● Source extract
====

“Block Chains” vs “Block Pools”: A New Technology That Can Power a Decentralized Marketplace and Social Network

Is it possible to extend the concepts introduced by Bitcoin to store not only transaction data but also listings, messages, and orders to build a fully-decentralized private marketplace? In this post I cover a new type of data structure I call a “block pool” that not only allows us to achieve this, but also allows us to build other types of decentralized platforms like social networks without compromising on decentralization, censorship-resistance, or user experience compared to existing centralized alternatives.

The Drawbacks of Blockchains

Blockchains are useful for storing data that has some kind of ordering associated with it. For example, if you want to keep track of transactions, it’s important to know how they depend on each other in order to be able to compute peoples’ balances at any given time.

The downside of this is that computing everyone’s current balance requires storing the entire transaction history. In other words, you can’t “throw away” old transactions because without them you won’t know how much Bitcoin a user has. The end result is that blockchains grow steadily over time as more and more people transact on them.

While this is the only way we currently know of for storing data that has an ordering associated with it, a valid question is whether we can do better when the data we need to store is unordered. For example, if we want to store user data like the listings one has associated with their marketplace account, there’s no need to keep track of old listings when a user makes an update. Instead, we can just store the latest state of a user’s data and “forget” all the previous state they’ve uploaded. This is the key insight behind the “block pool” data structure described below that allows the Ultranet to function as the first truly decentralized private marketplace.

How a Block Pool Solves the Blockchain Bloat Problem

A block pool is a data structure I developed that is useful for storing user data in a decentralized, censorship-resistant way, and it is applicable whenever the data that one needs to store does not need to be ordered (which is often the case with user data). Conceptually, it can be thought of as a key-value store similar in schema to BigTable or Redis, with access controls determined by public/private key signatures. I provide concrete examples of how it works in the next section but the high-level principle is simple: A user registers a public key with the blockchain in a special transaction that allocates that public key some amount of space (a “block”) on all of the nodes on the network (or, if desired, on a subset of nodes on the network). When a user does this, all nodes on the network recognize that user’s public key and will allow her to store the designated amount of space on their disks. The user then has the authority to sign pieces of data with her public key, broadcast that data to the nodes on the network, and the nodes will store that data in her allocated “block.” A timestamp can be used to mark pieces of data so that nodes will replace or “forget” stale pieces of data automatically when new pieces of data come in or when enough time passes. If many users do this, the database all nodes store on behalf of users can be seen as a “pool” of blocks, hence why I call it a “block pool.” One of the key features of a block pool is that the space that a user registers is her’s and her’s alone. Thus it can be seen as introducing a novel way of solving the data ownership problem, particularly when one considers that data can be encrypted to make it visible only to select parties.

====

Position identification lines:

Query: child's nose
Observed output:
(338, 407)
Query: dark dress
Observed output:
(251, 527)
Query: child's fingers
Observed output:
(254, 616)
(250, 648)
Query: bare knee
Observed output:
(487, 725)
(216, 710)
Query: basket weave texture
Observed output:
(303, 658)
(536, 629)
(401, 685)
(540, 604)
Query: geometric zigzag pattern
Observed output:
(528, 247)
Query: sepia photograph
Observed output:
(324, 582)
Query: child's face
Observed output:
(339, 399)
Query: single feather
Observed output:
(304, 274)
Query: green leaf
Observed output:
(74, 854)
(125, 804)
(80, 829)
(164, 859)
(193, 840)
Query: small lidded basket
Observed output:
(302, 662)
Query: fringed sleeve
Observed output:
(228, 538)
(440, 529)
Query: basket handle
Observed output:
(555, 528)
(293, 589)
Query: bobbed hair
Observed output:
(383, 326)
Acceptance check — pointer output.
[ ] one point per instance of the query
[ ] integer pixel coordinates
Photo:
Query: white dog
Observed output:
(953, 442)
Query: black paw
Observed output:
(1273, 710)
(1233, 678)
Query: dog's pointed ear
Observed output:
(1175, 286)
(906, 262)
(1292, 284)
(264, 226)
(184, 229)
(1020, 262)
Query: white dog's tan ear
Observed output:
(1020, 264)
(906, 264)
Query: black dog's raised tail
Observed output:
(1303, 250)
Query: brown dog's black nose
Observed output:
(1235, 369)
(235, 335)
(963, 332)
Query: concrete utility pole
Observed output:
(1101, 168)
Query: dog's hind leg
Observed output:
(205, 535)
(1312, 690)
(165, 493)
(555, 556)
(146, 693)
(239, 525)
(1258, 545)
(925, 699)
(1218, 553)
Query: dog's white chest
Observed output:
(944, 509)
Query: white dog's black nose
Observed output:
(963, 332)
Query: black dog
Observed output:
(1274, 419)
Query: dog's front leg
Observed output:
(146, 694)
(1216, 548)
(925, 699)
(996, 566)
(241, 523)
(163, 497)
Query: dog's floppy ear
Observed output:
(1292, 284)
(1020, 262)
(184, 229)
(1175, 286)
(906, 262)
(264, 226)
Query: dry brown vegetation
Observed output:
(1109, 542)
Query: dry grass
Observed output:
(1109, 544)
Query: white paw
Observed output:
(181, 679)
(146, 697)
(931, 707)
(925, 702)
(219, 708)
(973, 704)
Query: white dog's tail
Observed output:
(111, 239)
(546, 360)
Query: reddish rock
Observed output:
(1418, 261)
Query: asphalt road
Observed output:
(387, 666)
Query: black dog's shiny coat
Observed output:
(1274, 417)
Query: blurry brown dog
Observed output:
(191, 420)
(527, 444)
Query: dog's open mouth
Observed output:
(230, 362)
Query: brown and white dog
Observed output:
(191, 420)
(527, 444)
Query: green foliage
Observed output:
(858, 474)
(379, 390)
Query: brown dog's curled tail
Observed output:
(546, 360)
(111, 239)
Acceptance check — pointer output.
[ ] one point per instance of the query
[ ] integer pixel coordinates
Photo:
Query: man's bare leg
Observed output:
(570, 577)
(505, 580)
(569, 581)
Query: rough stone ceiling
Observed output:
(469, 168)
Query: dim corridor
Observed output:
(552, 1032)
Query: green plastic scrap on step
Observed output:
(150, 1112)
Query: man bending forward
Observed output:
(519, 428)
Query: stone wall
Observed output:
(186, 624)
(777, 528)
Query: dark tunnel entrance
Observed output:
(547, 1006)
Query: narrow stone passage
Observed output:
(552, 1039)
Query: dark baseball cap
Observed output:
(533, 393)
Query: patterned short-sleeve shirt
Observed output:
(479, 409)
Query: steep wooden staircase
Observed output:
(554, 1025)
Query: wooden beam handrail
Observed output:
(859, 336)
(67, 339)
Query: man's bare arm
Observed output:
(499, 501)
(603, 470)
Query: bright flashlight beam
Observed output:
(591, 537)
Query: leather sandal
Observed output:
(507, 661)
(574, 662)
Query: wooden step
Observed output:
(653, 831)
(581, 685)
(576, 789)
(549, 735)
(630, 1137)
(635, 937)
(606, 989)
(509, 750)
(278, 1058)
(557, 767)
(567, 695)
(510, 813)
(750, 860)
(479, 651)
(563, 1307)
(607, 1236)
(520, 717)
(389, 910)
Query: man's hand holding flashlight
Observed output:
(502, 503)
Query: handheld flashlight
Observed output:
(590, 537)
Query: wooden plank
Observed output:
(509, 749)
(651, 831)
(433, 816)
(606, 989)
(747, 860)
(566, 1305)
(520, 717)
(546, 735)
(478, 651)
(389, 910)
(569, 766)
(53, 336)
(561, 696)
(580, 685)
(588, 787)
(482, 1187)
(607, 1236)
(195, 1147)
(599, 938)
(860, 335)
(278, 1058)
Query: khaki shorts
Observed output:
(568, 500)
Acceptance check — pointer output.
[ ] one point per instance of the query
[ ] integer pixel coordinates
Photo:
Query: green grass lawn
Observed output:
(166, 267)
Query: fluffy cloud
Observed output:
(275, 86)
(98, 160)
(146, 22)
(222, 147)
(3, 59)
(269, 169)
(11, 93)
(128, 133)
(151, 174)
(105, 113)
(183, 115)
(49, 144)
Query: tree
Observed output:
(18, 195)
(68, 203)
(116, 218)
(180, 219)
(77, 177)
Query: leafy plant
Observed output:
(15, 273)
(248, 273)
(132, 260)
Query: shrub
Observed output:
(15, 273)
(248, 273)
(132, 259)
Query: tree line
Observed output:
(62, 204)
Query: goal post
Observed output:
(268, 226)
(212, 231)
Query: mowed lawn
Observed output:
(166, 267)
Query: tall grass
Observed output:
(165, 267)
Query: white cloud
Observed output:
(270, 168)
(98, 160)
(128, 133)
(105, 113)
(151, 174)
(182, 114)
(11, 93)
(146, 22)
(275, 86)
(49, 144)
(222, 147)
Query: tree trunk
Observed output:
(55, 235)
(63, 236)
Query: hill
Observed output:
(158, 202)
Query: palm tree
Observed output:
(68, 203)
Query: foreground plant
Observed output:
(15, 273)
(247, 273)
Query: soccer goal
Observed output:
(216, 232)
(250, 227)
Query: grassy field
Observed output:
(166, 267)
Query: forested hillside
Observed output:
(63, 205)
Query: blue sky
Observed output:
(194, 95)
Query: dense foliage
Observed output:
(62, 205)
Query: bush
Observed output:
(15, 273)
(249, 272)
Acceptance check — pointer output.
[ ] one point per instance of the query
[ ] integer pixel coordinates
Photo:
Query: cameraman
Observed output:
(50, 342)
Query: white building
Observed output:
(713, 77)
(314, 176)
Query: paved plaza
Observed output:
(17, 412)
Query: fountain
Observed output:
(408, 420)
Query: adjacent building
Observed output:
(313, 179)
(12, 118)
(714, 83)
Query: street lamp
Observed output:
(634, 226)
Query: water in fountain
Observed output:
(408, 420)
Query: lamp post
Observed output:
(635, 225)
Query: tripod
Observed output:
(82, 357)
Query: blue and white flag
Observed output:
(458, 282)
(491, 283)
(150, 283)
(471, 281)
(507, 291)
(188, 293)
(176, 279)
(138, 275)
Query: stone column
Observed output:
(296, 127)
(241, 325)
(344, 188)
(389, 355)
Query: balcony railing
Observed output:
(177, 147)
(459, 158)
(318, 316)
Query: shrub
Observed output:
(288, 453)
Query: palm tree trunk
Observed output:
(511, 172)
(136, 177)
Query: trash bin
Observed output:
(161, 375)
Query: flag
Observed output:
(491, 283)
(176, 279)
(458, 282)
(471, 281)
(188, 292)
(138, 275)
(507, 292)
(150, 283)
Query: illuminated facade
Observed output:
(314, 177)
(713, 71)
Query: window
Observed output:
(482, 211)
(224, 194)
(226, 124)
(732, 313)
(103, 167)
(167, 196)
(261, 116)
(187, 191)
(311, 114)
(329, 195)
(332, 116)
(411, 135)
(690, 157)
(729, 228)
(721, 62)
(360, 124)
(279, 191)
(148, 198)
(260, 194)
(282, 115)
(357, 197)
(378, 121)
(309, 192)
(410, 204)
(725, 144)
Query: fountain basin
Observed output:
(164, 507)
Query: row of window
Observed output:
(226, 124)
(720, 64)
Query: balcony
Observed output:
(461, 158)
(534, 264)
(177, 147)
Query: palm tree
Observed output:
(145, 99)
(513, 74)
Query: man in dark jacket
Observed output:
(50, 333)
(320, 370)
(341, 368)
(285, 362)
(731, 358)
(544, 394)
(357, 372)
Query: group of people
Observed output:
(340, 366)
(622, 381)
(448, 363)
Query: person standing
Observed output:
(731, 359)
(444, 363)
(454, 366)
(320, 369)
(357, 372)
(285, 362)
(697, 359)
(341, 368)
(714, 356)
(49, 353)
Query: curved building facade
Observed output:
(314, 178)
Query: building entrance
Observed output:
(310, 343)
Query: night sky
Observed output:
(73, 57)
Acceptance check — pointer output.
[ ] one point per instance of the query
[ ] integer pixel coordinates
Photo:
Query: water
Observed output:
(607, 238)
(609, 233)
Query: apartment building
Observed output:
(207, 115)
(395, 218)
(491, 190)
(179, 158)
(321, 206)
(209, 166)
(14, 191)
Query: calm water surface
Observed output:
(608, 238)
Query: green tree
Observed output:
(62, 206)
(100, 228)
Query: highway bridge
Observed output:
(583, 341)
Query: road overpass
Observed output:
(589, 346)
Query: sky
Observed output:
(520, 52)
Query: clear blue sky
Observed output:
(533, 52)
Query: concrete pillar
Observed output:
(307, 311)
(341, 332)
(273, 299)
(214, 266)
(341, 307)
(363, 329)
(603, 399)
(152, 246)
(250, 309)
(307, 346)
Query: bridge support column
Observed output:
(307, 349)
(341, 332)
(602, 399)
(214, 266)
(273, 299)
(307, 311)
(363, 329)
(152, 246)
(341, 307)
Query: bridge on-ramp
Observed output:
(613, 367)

====

● Problem A
In the block pool article, which two systems does the author say a block pool resembles in schema?
● Problem B
Duplicate a passage of the block pool article: begin at the words "The Drawbacks of" and stop after "any given time.".

● Full output A
BigTable and Redis.

● Full output B
The Drawbacks of Blockchains

Blockchains are useful for storing data that has some kind of ordering associated with it. For example, if you want to keep track of transactions, it’s important to know how they depend on each other in order to be able to compute peoples’ balances at any given time.